- _Exercise details_
Please write every line of the records below as a JSON list of strings, one string per line, with blank lines and pictures left out.

● ● ● ● ●

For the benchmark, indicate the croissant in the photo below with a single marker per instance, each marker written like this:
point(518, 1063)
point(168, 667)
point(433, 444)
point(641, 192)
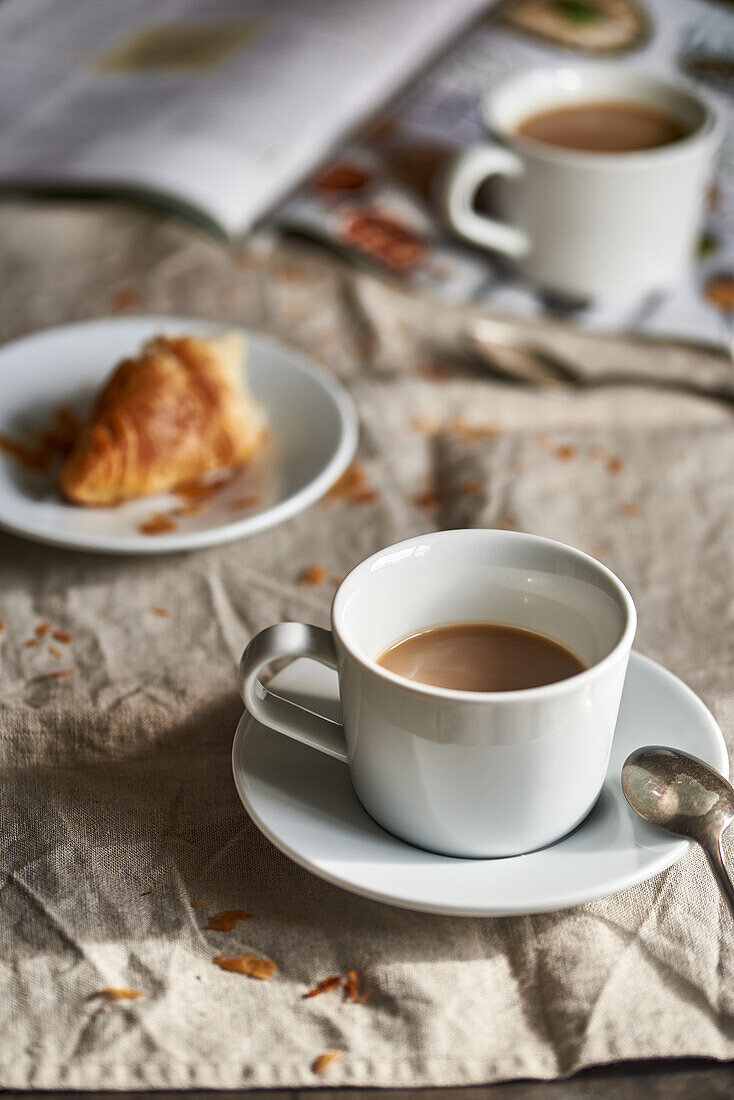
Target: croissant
point(174, 413)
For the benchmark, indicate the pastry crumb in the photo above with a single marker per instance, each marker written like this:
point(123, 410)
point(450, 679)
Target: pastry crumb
point(250, 965)
point(314, 574)
point(566, 452)
point(157, 524)
point(327, 1058)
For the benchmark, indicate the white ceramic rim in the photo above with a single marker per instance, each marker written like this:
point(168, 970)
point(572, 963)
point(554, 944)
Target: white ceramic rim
point(709, 131)
point(226, 532)
point(480, 697)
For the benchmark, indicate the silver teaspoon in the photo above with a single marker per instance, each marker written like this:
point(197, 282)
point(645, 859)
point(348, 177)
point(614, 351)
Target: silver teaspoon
point(683, 795)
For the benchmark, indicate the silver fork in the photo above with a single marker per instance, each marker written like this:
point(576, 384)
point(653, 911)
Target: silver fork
point(511, 353)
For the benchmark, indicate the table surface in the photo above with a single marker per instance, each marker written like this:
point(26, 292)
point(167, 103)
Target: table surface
point(666, 1080)
point(655, 1080)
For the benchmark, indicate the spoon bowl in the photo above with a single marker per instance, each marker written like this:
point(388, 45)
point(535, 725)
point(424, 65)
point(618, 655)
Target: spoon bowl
point(683, 795)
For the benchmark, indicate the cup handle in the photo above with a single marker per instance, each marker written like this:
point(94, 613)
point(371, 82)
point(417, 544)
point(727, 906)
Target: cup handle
point(273, 644)
point(463, 178)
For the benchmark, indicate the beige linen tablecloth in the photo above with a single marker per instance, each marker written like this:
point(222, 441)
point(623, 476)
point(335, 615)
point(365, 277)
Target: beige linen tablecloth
point(118, 805)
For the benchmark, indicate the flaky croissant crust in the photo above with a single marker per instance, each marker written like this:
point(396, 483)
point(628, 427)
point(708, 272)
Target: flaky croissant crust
point(174, 413)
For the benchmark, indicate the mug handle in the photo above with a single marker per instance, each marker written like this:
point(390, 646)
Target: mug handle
point(273, 644)
point(463, 178)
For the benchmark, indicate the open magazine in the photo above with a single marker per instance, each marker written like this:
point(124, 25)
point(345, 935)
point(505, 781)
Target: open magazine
point(218, 107)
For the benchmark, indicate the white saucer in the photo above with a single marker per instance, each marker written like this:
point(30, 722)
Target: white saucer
point(304, 802)
point(313, 421)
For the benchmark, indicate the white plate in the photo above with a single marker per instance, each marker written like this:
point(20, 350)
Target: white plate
point(313, 420)
point(304, 802)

● ● ● ● ●

- _In response_
[
  "For the benchmark, indicate the croissant in the photo below with a single marker per instance, each marker written like this:",
  "point(518, 1063)",
  "point(168, 667)",
  "point(433, 444)",
  "point(641, 192)",
  "Target: croissant",
  "point(174, 413)",
  "For the benchmark, indicate the pastry crumb in the photo above with a single marker per instance, each marker written like this:",
  "point(123, 410)",
  "point(450, 679)",
  "Target: pastry crumb",
  "point(250, 965)",
  "point(314, 574)",
  "point(566, 452)",
  "point(157, 524)",
  "point(327, 1058)",
  "For the benchmark, indicate the white ceramic rim in the photo above with a single marker per instance, each marker written like this:",
  "point(168, 970)",
  "point(572, 963)",
  "point(554, 944)",
  "Target: white ceramic rim",
  "point(709, 131)",
  "point(226, 532)",
  "point(480, 697)",
  "For the benchmark, indicate the silver teaspoon in the photo above with a single marker per instance, each marker written like this:",
  "point(197, 282)",
  "point(645, 859)",
  "point(348, 177)",
  "point(614, 351)",
  "Target: silver teaspoon",
  "point(683, 795)",
  "For the benchmark, indicate the silver fork in the photo above with a single marker per instance, each marker written like this:",
  "point(576, 384)",
  "point(653, 911)",
  "Target: silver fork",
  "point(511, 353)",
  "For the benchmark, indicate the table surface in the photo above with a single marker per instance, each marker written like this:",
  "point(26, 292)",
  "point(167, 103)",
  "Target: table surface",
  "point(666, 1080)",
  "point(655, 1080)",
  "For the benchmark, indicate the spoon bowl in the photo above with a single marker per instance, each marker written like this:",
  "point(388, 45)",
  "point(535, 725)",
  "point(424, 65)",
  "point(618, 655)",
  "Target: spoon bowl",
  "point(683, 795)",
  "For the benchmark, indicate the cup handle in the photo above with a single marker per instance, each marker written like this:",
  "point(94, 613)",
  "point(371, 82)",
  "point(417, 544)",
  "point(727, 906)",
  "Target: cup handle",
  "point(273, 644)",
  "point(463, 178)",
  "For the benchmark, indicate the beige linen tablecloth in the photo above with a single marker per instance, each marker written like this:",
  "point(222, 441)",
  "point(623, 476)",
  "point(335, 615)",
  "point(365, 277)",
  "Target: beige linen tablecloth",
  "point(118, 805)",
  "For the benchmark, indicate the flaky croissant crust in the photo above with a single marker per instance, each marker written like this:",
  "point(396, 483)",
  "point(628, 427)",
  "point(708, 272)",
  "Target: flaky croissant crust",
  "point(174, 413)",
  "For the benchmark, indicate the mug handle in the photo above with a single marker per instance, each marker written like this:",
  "point(390, 646)",
  "Target: mug handle",
  "point(273, 644)",
  "point(463, 178)",
  "For the benchmark, indicate the open magazine in the photo above with a single marker per instance, each marker written like this:",
  "point(124, 25)",
  "point(345, 935)",
  "point(505, 781)",
  "Target: open magazine",
  "point(218, 107)",
  "For the benchmark, indicate the white saucer in the photo above with a single marker per instance, each marker written like this:",
  "point(30, 722)",
  "Target: white saucer",
  "point(304, 802)",
  "point(313, 421)",
  "For the benchmark, indicate the white plate in the photo above with a single marker per instance, each marker written like this:",
  "point(20, 350)",
  "Target: white plate",
  "point(313, 420)",
  "point(304, 802)"
]